Problem details: Reproduce the following lines verbatim.

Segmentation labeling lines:
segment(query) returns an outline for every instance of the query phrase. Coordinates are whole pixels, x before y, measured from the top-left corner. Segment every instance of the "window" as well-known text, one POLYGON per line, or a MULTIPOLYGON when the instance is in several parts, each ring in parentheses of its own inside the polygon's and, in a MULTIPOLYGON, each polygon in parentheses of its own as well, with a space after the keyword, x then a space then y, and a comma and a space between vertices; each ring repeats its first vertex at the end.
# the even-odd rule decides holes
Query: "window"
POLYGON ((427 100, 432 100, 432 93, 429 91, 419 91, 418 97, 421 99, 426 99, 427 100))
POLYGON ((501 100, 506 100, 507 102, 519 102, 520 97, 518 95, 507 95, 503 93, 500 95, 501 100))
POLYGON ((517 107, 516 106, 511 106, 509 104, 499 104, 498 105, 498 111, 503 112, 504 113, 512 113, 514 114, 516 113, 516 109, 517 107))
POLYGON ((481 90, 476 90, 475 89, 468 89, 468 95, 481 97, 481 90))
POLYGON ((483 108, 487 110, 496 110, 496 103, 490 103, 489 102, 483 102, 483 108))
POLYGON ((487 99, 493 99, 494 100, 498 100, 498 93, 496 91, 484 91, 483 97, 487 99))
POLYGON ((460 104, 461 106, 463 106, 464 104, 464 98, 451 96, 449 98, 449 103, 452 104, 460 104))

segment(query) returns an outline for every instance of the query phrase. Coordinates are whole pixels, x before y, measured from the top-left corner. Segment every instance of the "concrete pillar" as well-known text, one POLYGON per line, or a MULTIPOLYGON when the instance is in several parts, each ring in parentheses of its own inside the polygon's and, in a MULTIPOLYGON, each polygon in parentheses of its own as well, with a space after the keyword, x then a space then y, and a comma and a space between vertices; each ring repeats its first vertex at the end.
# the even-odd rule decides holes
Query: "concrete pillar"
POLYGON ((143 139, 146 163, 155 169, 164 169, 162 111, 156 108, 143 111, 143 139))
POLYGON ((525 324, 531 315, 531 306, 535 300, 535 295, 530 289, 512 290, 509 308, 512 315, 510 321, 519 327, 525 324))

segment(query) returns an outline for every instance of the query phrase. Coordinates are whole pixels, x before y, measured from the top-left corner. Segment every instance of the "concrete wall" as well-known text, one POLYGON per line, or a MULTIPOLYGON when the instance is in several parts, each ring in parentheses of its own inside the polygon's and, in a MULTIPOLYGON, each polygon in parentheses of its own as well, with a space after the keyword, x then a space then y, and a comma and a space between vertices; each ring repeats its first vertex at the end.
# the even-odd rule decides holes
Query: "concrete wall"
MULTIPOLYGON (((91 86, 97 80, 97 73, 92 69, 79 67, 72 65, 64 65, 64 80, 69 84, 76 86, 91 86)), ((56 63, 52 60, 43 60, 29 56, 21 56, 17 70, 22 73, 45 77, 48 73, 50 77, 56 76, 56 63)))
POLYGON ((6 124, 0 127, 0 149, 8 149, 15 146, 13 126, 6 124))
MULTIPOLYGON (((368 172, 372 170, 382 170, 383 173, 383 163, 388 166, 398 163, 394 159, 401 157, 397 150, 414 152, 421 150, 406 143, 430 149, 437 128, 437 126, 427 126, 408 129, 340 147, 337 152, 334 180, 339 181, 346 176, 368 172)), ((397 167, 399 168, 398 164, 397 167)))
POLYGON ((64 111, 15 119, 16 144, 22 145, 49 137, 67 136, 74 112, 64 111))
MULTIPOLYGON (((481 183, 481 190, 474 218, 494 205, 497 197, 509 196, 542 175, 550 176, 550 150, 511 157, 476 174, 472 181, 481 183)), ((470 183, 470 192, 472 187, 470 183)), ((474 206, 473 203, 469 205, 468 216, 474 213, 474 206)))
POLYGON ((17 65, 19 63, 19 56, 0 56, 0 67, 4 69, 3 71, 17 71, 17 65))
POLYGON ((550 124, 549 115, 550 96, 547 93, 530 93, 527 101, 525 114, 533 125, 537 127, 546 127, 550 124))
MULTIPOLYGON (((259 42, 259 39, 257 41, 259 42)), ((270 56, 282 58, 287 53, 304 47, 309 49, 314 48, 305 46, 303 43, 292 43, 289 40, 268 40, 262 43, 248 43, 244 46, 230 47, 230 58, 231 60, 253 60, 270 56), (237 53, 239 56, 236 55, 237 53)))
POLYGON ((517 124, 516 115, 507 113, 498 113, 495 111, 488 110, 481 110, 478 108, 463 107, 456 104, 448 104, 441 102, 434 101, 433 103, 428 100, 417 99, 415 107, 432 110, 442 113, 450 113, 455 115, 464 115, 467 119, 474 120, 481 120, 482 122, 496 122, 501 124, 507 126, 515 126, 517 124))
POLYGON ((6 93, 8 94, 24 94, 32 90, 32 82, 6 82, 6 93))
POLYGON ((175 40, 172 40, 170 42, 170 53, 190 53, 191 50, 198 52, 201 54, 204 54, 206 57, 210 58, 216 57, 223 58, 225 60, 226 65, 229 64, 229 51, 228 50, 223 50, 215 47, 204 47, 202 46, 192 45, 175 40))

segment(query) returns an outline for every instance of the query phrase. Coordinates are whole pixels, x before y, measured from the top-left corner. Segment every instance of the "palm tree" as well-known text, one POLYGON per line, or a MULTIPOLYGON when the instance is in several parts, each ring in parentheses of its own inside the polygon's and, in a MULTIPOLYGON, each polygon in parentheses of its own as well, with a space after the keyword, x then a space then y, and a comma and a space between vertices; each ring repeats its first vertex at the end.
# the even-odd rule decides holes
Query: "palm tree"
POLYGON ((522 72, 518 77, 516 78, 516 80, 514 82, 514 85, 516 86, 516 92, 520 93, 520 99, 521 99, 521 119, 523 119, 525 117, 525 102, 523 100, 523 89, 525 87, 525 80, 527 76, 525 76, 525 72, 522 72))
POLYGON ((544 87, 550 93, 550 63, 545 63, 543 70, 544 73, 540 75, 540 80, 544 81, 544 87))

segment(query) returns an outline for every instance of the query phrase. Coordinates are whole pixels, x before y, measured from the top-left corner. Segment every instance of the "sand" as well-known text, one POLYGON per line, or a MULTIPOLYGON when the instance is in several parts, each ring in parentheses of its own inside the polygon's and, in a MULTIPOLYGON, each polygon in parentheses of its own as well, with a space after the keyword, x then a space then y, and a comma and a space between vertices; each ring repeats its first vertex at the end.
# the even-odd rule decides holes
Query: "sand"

Final answer:
segment(query) returns an outline for every instance of the query phrase. Coordinates are whole pixels, x before y, measured from the top-left corner. Segment every instance of the "window" as well-known text, one POLYGON per line, or a MULTIPOLYGON when the instance is in several parts, each ring in parentheses of its own inside the polygon's and, in a MULTIPOLYGON, each polygon in parentheses of its own as well, with a space after the keyword, x then a space then y, and a comma and a space between vertices; each ring repeats its first vertex at the end.
# the even-odd rule decides holes
Query: "window"
POLYGON ((427 100, 432 100, 432 93, 429 91, 419 91, 418 97, 421 99, 426 99, 427 100))
POLYGON ((501 100, 506 100, 507 102, 519 102, 520 97, 518 95, 507 95, 503 93, 500 95, 501 100))
POLYGON ((517 107, 516 106, 511 106, 509 104, 499 104, 498 105, 498 111, 503 112, 504 113, 512 113, 514 114, 516 113, 516 109, 517 107))
POLYGON ((481 90, 476 90, 475 89, 468 89, 468 95, 481 97, 481 90))
POLYGON ((483 108, 487 110, 496 110, 496 103, 490 103, 489 102, 483 102, 483 108))
POLYGON ((487 99, 493 99, 494 100, 498 100, 498 93, 496 91, 484 91, 483 97, 487 99))
POLYGON ((460 104, 461 106, 463 106, 464 104, 464 98, 451 96, 449 98, 449 103, 452 104, 460 104))

segment(query) returns an outline for every instance of the query phrase. Coordinates are whole pixels, x before y, measured from the top-left corner. Segment every instance of the "concrete pillar" as well-known text, one POLYGON per line, or a MULTIPOLYGON when the instance is in several parts, each ring in parentheses of its own inside the polygon's and, in a MULTIPOLYGON, each polygon in parentheses of its own as well, with a space after the keyword, x then a space then y, and a comma and a space between vertices; each ring repeats its first vertex at the end.
# the even-odd rule decides holes
Query: "concrete pillar"
POLYGON ((143 139, 146 163, 155 169, 164 169, 162 111, 156 108, 143 111, 143 139))
POLYGON ((525 324, 531 315, 531 306, 535 300, 535 295, 530 289, 512 290, 509 308, 512 315, 510 321, 519 327, 525 324))

segment(query) returns an outline for every instance of the query phrase. Coordinates are whole pixels, x before y, measured from the top-left corner. Segment every instance of the "concrete wall" as well-known text, one POLYGON per line, or a MULTIPOLYGON when the instance is in several parts, each ring in parentheses of its own inside the polygon's and, in a MULTIPOLYGON, each polygon in parentheses of its own as well, with a space after the keyword, x then a space then y, and a comma and a space between vertices; each ring repeats its first vertex at the end.
# the even-odd rule decides holes
Query: "concrete wall"
MULTIPOLYGON (((91 86, 97 80, 97 73, 92 69, 79 67, 72 65, 64 65, 64 80, 69 84, 76 86, 91 86)), ((56 63, 52 60, 43 60, 29 56, 21 56, 17 70, 22 73, 45 77, 48 73, 50 77, 56 76, 56 63)))
POLYGON ((6 124, 0 127, 0 149, 8 149, 15 146, 13 126, 6 124))
MULTIPOLYGON (((368 172, 372 170, 382 170, 383 173, 383 163, 388 166, 398 163, 394 159, 401 157, 397 150, 414 152, 421 150, 406 143, 430 149, 437 128, 437 126, 427 126, 408 129, 340 147, 337 152, 334 180, 339 181, 346 176, 368 172)), ((397 167, 399 168, 398 164, 397 167)))
POLYGON ((64 111, 15 119, 16 144, 22 145, 49 137, 67 136, 74 112, 64 111))
MULTIPOLYGON (((481 183, 481 190, 474 218, 494 205, 497 197, 509 196, 542 175, 550 176, 550 150, 511 157, 476 174, 472 181, 481 183)), ((470 183, 470 192, 472 187, 470 183)), ((474 206, 473 203, 469 205, 468 216, 474 213, 474 206)))
POLYGON ((17 65, 19 63, 19 56, 0 56, 0 67, 4 69, 3 71, 17 71, 17 65))
POLYGON ((550 124, 549 115, 550 96, 547 93, 530 93, 527 101, 525 114, 533 125, 537 127, 546 127, 550 124))
MULTIPOLYGON (((259 42, 259 39, 257 41, 259 42)), ((270 56, 282 58, 287 53, 304 47, 309 49, 314 48, 305 46, 303 43, 292 43, 289 40, 268 40, 262 43, 248 43, 244 46, 230 47, 230 58, 231 60, 253 60, 270 56), (237 53, 239 56, 236 55, 237 53)))
POLYGON ((517 124, 516 115, 507 113, 498 113, 495 111, 488 110, 481 110, 478 108, 463 107, 456 104, 448 104, 441 102, 434 101, 433 103, 428 100, 417 99, 415 107, 432 110, 442 113, 450 113, 455 115, 464 115, 467 119, 474 120, 481 120, 482 122, 496 122, 501 124, 507 126, 515 126, 517 124))
POLYGON ((6 93, 8 94, 24 94, 32 90, 32 82, 6 82, 6 93))
POLYGON ((175 40, 172 40, 170 42, 170 53, 190 53, 191 50, 198 52, 201 54, 204 54, 206 57, 210 58, 216 57, 223 58, 225 60, 226 65, 229 64, 229 51, 228 50, 223 50, 215 47, 204 47, 202 46, 192 45, 175 40))

segment(query) returns an outline for every instance of the query phrase. Coordinates are whole pixels, x before y, measured from the top-left corner. Segment every instance of the "palm tree" as well-known text, one POLYGON per line, or a MULTIPOLYGON when the instance is in several parts, each ring in parentheses of its own inside the polygon's and, in a MULTIPOLYGON, each polygon in parentheses of its own as well, with a space after the keyword, x then a space then y, and a comma and a space between vertices; each ring repeats its first vertex at the end.
# the even-odd rule decides holes
Query: "palm tree"
POLYGON ((522 72, 518 77, 516 78, 516 80, 514 82, 514 85, 516 86, 516 92, 520 93, 520 99, 521 99, 521 119, 523 119, 525 117, 525 102, 523 100, 523 89, 525 87, 525 80, 527 76, 525 76, 525 72, 522 72))
POLYGON ((544 87, 550 93, 550 63, 545 63, 543 70, 544 73, 540 75, 540 80, 544 81, 544 87))

segment(query) returns an outline for every instance of the query phrase. Coordinates are whole pixels, x before y, measured from the top-left corner. Segment every instance of the "sand" as well-known text, one POLYGON per line, or a MULTIPOLYGON when the instance is in several parts, each ring in parentheses of its own inside the polygon's and, in a MULTIPOLYGON, each polygon in parentheses of its own as well, with a space after the keyword, x then a space then y, and a comma and a space between vertices; each ring repeats its first vertex at the end.
# the even-odd rule decides holes
Query: "sand"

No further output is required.